The fever, chills and deep malaise Sue Durfee felt two years ago during five bedridden days returned sharply to her mind this week as she stopped in a Grand Island grocery store pharmacy, rolled up a sleeve and asked for a flu shot.
“It didn’t hurt at all. I pass out when I give blood, but I'm fine with this shot,” said Durfee, of Boston, N.Y., after Regional Tops Markets Pharmacy Manager Courtney Jones made quick work with a needle.
Four dead strains of the influenza virus were pushed into Durfee’s left shoulder. She hoped they would provide an immune response and protection in coming months from an experience she prefers not to relive.
In our region, and across America, it is a choice most adults in recent years have been unwilling to make – despite scientific evidence that shows the benefits of the flu vaccine.
Only about one-third of those 18 and older in upstate New York who should get a flu shot do, according to a new Univera Healthcare study. The figure is slightly lower than the 37.1 percent nationwide who got the vaccine last flu season – down 6.2 percent from the previous year, the federal Centers for Disease Control and Prevention reported this month.

#### Exercise goal
Answer these from the flu shot passage.
(a) Who gave Sue Durfee her flu shot?
(b) How many dead strains of the influenza virus did the shot contain?
(c) What percentage of people nationwide got the vaccine last flu season?

#### Supplied records

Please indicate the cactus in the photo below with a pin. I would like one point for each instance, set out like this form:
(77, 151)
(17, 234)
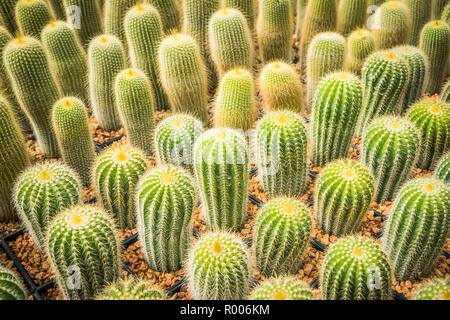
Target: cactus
(136, 105)
(334, 116)
(417, 227)
(83, 238)
(274, 29)
(165, 201)
(218, 268)
(230, 41)
(385, 79)
(281, 88)
(326, 54)
(349, 271)
(432, 118)
(117, 171)
(143, 29)
(13, 159)
(106, 59)
(183, 75)
(221, 164)
(282, 234)
(390, 148)
(34, 87)
(235, 103)
(285, 288)
(67, 59)
(41, 192)
(71, 123)
(281, 147)
(435, 42)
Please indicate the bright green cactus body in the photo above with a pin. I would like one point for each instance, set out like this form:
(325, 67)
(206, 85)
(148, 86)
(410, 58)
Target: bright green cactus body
(67, 59)
(135, 102)
(417, 227)
(218, 268)
(344, 193)
(274, 29)
(41, 192)
(106, 59)
(71, 124)
(166, 199)
(82, 240)
(117, 172)
(221, 163)
(282, 144)
(34, 87)
(230, 41)
(390, 149)
(335, 113)
(282, 234)
(235, 103)
(355, 268)
(432, 118)
(183, 75)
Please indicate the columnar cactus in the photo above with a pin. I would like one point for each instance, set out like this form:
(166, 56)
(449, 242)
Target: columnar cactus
(335, 113)
(221, 164)
(344, 193)
(432, 118)
(417, 227)
(218, 268)
(135, 102)
(83, 240)
(274, 29)
(355, 268)
(235, 103)
(106, 59)
(183, 75)
(281, 88)
(282, 234)
(41, 192)
(390, 149)
(117, 172)
(165, 203)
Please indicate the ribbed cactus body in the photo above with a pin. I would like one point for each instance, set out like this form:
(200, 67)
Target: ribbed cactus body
(282, 234)
(106, 59)
(221, 163)
(335, 113)
(41, 192)
(218, 268)
(165, 200)
(417, 227)
(83, 240)
(117, 172)
(355, 268)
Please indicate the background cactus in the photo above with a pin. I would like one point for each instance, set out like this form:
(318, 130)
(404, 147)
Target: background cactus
(417, 227)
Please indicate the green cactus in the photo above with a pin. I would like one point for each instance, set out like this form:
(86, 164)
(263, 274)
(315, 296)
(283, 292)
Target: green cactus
(117, 171)
(281, 147)
(221, 163)
(83, 240)
(432, 118)
(41, 192)
(106, 59)
(183, 75)
(143, 29)
(417, 227)
(335, 113)
(71, 124)
(34, 87)
(165, 202)
(282, 234)
(355, 268)
(218, 268)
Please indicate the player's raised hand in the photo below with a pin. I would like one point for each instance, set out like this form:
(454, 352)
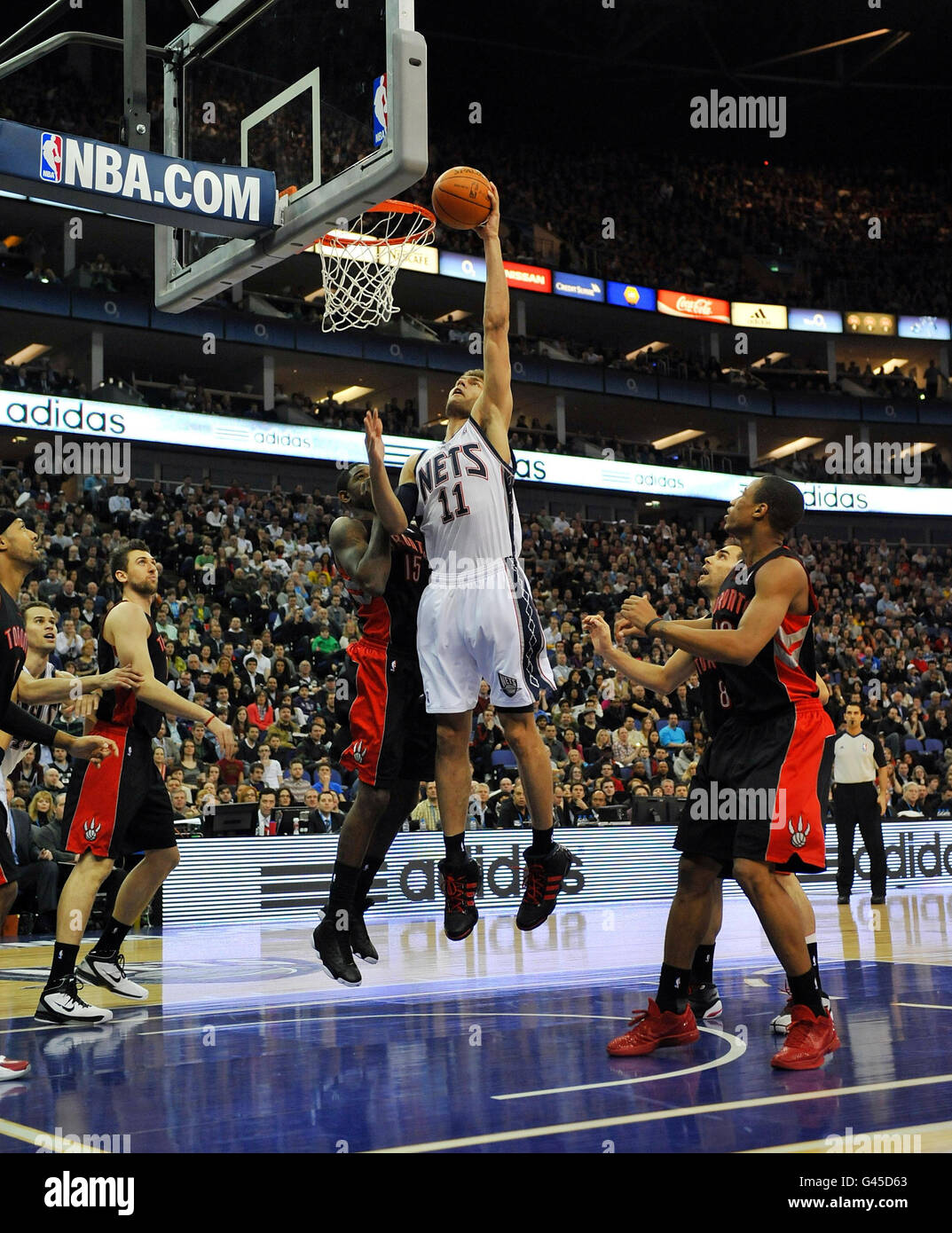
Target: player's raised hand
(121, 679)
(92, 749)
(600, 632)
(224, 736)
(490, 230)
(374, 436)
(636, 612)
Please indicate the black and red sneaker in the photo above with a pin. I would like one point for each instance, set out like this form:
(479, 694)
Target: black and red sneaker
(541, 884)
(459, 885)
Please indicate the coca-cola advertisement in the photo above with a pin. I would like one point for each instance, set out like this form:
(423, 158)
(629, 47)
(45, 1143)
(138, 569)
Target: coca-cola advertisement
(685, 303)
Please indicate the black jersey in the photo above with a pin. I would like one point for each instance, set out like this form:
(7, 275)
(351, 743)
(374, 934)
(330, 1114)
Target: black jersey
(121, 705)
(783, 672)
(389, 620)
(12, 656)
(715, 704)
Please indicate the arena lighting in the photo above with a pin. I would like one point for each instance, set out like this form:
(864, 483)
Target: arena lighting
(686, 434)
(350, 392)
(26, 354)
(651, 347)
(793, 446)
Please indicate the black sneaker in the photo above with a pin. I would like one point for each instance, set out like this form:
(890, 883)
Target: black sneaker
(705, 1001)
(333, 946)
(360, 942)
(543, 881)
(60, 1004)
(459, 887)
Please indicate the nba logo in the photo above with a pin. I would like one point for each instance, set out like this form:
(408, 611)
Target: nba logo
(380, 109)
(51, 158)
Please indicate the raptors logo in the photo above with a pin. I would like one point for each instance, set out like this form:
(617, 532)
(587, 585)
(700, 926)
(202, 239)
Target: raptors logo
(798, 834)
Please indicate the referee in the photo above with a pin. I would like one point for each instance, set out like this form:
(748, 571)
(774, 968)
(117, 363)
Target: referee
(859, 762)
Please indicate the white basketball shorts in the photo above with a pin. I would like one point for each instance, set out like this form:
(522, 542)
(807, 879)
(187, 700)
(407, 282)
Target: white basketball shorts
(483, 630)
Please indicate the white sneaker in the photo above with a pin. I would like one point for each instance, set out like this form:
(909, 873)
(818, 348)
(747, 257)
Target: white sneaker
(62, 1004)
(12, 1071)
(111, 974)
(781, 1023)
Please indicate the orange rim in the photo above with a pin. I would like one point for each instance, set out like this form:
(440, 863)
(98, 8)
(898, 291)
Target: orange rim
(427, 217)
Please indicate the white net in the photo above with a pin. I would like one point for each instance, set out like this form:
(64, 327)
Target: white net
(360, 265)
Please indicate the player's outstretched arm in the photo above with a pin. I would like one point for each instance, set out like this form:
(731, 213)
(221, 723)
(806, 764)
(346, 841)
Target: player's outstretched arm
(129, 628)
(63, 686)
(394, 517)
(366, 557)
(661, 679)
(777, 585)
(493, 407)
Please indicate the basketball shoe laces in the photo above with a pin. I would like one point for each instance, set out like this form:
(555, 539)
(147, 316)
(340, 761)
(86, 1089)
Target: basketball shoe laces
(70, 988)
(535, 883)
(798, 1031)
(456, 891)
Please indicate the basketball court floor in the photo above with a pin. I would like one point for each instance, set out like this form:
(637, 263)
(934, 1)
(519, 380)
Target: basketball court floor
(495, 1045)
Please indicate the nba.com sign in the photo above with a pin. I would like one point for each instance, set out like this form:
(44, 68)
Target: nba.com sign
(136, 184)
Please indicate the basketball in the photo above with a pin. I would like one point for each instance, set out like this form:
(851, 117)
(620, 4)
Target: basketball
(461, 198)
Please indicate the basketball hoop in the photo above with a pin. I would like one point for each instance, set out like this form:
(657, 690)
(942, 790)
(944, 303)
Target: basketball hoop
(360, 264)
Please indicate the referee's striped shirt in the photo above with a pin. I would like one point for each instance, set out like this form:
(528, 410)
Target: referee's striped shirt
(856, 758)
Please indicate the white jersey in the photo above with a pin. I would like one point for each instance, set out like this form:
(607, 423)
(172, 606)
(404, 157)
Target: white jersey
(467, 508)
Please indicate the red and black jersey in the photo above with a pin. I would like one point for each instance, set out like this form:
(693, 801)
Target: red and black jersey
(389, 620)
(12, 655)
(121, 705)
(783, 673)
(715, 704)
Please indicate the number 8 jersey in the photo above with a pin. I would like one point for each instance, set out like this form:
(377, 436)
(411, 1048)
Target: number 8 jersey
(467, 508)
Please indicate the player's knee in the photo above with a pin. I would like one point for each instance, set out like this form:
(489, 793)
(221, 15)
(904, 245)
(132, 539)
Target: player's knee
(753, 876)
(695, 878)
(521, 737)
(167, 859)
(452, 739)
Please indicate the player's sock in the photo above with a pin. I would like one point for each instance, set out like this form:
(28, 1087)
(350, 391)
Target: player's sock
(455, 851)
(806, 990)
(343, 888)
(114, 935)
(673, 989)
(369, 871)
(814, 961)
(543, 841)
(64, 963)
(702, 967)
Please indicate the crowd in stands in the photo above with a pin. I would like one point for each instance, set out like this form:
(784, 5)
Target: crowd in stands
(258, 623)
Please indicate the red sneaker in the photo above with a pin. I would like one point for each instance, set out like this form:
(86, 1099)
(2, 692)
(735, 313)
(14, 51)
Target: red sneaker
(651, 1030)
(808, 1040)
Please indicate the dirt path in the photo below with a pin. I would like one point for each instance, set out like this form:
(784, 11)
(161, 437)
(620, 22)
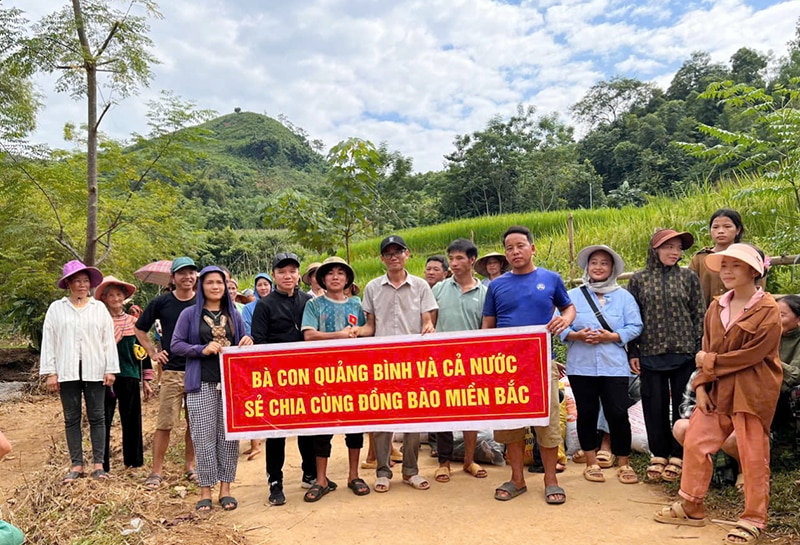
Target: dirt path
(461, 511)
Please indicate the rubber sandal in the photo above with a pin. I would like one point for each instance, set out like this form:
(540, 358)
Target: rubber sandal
(99, 475)
(382, 484)
(554, 490)
(672, 472)
(276, 496)
(605, 459)
(594, 474)
(153, 481)
(417, 482)
(228, 503)
(656, 469)
(676, 515)
(191, 476)
(359, 487)
(743, 530)
(476, 471)
(72, 476)
(442, 474)
(508, 491)
(626, 475)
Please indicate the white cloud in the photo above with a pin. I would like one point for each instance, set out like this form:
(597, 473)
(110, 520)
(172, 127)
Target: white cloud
(414, 73)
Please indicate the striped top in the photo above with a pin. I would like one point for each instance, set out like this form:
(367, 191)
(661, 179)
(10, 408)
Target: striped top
(73, 338)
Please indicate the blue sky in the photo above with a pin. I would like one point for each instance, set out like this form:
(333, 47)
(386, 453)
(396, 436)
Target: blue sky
(415, 73)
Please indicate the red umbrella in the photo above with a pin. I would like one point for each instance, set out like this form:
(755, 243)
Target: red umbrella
(157, 272)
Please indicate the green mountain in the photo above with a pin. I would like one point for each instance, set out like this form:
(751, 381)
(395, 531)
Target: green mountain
(246, 158)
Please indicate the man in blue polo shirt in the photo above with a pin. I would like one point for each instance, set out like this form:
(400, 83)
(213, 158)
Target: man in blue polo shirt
(524, 296)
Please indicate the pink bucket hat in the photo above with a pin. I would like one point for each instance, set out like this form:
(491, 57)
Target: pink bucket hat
(73, 267)
(743, 252)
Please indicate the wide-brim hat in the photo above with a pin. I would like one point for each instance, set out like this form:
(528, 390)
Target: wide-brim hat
(663, 235)
(480, 265)
(586, 253)
(328, 264)
(73, 267)
(311, 270)
(109, 281)
(742, 252)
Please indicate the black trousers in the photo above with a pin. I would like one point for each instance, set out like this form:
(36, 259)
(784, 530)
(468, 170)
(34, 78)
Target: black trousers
(276, 455)
(127, 396)
(589, 392)
(658, 388)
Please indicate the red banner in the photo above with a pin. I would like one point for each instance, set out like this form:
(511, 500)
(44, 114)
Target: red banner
(471, 380)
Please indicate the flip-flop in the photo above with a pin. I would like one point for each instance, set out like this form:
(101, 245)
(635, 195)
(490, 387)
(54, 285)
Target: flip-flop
(510, 489)
(554, 490)
(676, 515)
(382, 484)
(476, 471)
(418, 482)
(442, 474)
(72, 476)
(359, 487)
(228, 503)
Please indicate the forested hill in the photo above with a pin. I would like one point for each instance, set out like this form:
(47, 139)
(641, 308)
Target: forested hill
(245, 158)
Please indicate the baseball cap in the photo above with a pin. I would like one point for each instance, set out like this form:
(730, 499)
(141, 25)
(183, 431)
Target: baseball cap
(393, 239)
(181, 263)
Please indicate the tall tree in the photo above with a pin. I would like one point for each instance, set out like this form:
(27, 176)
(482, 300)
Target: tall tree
(102, 55)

#### Finished task
(a) Courtney Jones, the Regional Tops Markets Pharmacy Manager
(b) Four
(c) 37.1 percent